● TEXTAUSZUG
......

Obwohl sich Phraseologie als linguistische Disziplin in den letzten Jahrzehnten etabliert hat (vgl. Burger 2003; Fleischer 1997; Jesenšek 2008; Palm 1997), findet sie schwer ihren Weg in den Fremdsprachenunterricht. In vielen sprachwissenschaftlichen Arbeiten, die sich mit Phraseologie beschäftigen, besteht Konsens darüber, dass Phraseologie als Lerngegenstand einen festen Platz im Fremdspracherwerb haben sollte (vgl. Hessky 1992; Jesenšek 2006a; Jesenšek 2006b; Kühn 1992), wenn man berücksichtigt, dass eine "phraseologische Redeweise ein Normalfall der geschriebenen und gesprochenen Sprachverwendung ist" (Jesenšek 2006a: 3). Diese Tatsache wird aber in der Schulpraxis (zumindest in Slowenien) wenig beachtet. Auch im Curriculum für Slowenisch als Muttersprache werden die phraseologischen Einheiten nur einmal sporadisch erwähnt (Curriculum für Slowenisch als Muttersprache für das Gymnasium 2008). Obwohl Phraseme den Sprachgebrauch konstituieren und einen wichtigen Teil der Lexik darstellen, werden phraseologische Phänomene in der Fremdsprachendidaktik weiterhin stark vernachlässigt. Auch das Vorurteil, dass Phraseologie in die späteren Phasen des Spracherwerbs gehört, wird durch empirische Untersuchungen widerlegt (vgl. Dürring 2000).
Der Umstand, dass Phraseologie im engeren Sinne in den Lehrwerken eher sporadisch als systematisch zum Gegenstand des Spracherwerbs gemacht wird (vgl. Anisimova 2002; Jesenšek 2006a), trägt dazu bei, dass diese auch von den Lehrkräften als etwas Überflüssiges angesehen wird.
Diese einleitend dargestellten Voraussetzungen lagen dem Projekt EPHRAS zugrunde und als Ergebnis entstand das Lernmaterial EPHRAS (als CD-ROM1 und Demoversion im Internet). Am Projekt waren 4 Länder mit folgenden Partner-Institutionen beteiligt: Universität Maribor (Slowenien) als Projekt-Koordinator, Karel-Franzens Universität Graz und Technische Universität Graz (Ă–sterreich), Universität Pécs (Ungarn) und Universität der hlg. Kyrill und Method in Trnava (Slowakei). Etliche wissenschaftliche Erkenntnisse aus dem Projekt EPHRAS (z. B. über die digitale Präsentation einer mehrsprachigen Phrasem-Datenbank und deren Struktur) werden im Nachfolgeprojekt SprichWort2 (mit dem Ziel den heutigen Sprichwort-Gebrauch in den Sprachen Deutsch, Slowakisch, Slowenisch, Tschechisch und Ungarisch mit modernen empirischen Methoden zu untersuchen) als Grundlage bei der Weiterentwicklung der elektronischen Lehr- und Lernmaterialien eingesetzt.

......

● AUFGABENSTELLUNG
a - Fassen Sie den Textauszug in zwei Sätzen zusammen.
b - Welche Institution war laut Textauszug Koordinator des Projekts EPHRAS?
Die Liste stammt aus einer anderen Quelle als der Textauszug.

......

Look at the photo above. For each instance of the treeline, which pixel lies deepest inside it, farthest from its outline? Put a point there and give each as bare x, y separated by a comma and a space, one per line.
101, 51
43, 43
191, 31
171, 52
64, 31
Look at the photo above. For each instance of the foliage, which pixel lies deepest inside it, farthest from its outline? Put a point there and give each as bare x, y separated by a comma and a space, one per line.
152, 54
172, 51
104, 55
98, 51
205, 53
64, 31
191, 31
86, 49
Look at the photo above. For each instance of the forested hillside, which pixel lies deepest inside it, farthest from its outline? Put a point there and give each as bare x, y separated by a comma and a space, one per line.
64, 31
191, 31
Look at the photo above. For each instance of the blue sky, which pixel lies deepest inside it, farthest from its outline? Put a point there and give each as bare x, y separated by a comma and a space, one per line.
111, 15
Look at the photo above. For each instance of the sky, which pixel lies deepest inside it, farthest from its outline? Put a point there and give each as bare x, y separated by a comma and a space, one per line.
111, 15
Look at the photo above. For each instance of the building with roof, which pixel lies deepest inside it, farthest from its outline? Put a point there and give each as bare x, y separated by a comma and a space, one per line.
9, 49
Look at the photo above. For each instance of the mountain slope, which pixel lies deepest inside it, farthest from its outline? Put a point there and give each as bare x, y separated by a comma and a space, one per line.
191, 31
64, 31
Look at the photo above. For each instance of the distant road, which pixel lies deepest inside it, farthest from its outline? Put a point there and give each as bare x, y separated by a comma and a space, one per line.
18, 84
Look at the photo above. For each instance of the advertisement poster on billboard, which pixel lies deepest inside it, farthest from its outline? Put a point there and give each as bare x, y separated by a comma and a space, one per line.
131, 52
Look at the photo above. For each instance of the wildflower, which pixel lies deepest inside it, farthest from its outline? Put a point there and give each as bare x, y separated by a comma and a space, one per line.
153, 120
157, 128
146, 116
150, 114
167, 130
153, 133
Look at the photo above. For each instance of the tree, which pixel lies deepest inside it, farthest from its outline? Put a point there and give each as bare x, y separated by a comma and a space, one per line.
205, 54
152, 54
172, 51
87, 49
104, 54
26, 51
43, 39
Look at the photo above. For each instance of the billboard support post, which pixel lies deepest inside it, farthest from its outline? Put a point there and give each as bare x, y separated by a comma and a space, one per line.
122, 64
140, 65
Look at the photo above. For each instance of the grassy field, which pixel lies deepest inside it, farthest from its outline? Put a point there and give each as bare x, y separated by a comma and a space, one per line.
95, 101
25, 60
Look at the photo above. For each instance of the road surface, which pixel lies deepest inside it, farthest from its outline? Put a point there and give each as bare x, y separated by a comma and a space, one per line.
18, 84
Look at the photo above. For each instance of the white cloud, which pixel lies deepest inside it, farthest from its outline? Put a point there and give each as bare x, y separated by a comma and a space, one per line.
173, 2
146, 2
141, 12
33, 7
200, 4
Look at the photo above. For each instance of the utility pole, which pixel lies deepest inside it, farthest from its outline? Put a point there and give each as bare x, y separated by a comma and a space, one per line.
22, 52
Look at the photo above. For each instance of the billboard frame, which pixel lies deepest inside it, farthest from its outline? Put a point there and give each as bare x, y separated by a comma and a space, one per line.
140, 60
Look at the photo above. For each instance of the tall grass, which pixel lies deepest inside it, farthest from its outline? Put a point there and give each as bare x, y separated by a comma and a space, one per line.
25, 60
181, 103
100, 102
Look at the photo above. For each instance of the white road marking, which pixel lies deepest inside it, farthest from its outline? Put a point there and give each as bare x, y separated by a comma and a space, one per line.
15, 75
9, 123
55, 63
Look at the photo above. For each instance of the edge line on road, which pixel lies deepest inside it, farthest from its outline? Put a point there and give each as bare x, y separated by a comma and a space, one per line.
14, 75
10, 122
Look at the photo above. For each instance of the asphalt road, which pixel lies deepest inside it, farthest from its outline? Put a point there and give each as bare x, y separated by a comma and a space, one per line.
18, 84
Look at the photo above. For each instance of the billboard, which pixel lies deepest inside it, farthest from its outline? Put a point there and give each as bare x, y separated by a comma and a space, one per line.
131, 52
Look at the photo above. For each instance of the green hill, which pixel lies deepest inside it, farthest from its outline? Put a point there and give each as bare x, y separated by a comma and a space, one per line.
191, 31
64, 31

......

● SCHRIFTLICHE LÖSUNGEN
a - Obwohl sich die Phraseologie als linguistische Disziplin etabliert hat und ihr in der Forschung ein fester Platz im Fremdspracherwerb zugesprochen wird, bleibt sie im Fremdsprachenunterricht, in den Lehrwerken und in der Schulpraxis (zumindest in Slowenien) stark vernachlässigt. Vor diesem Hintergrund entstand im Projekt EPHRAS mit Partner-Institutionen aus vier Ländern das gleichnamige Lernmaterial, dessen Erkenntnisse im Nachfolgeprojekt SprichWort für die Weiterentwicklung elektronischer Lehr- und Lernmaterialien genutzt werden.

b - Die Universität Maribor (Slowenien).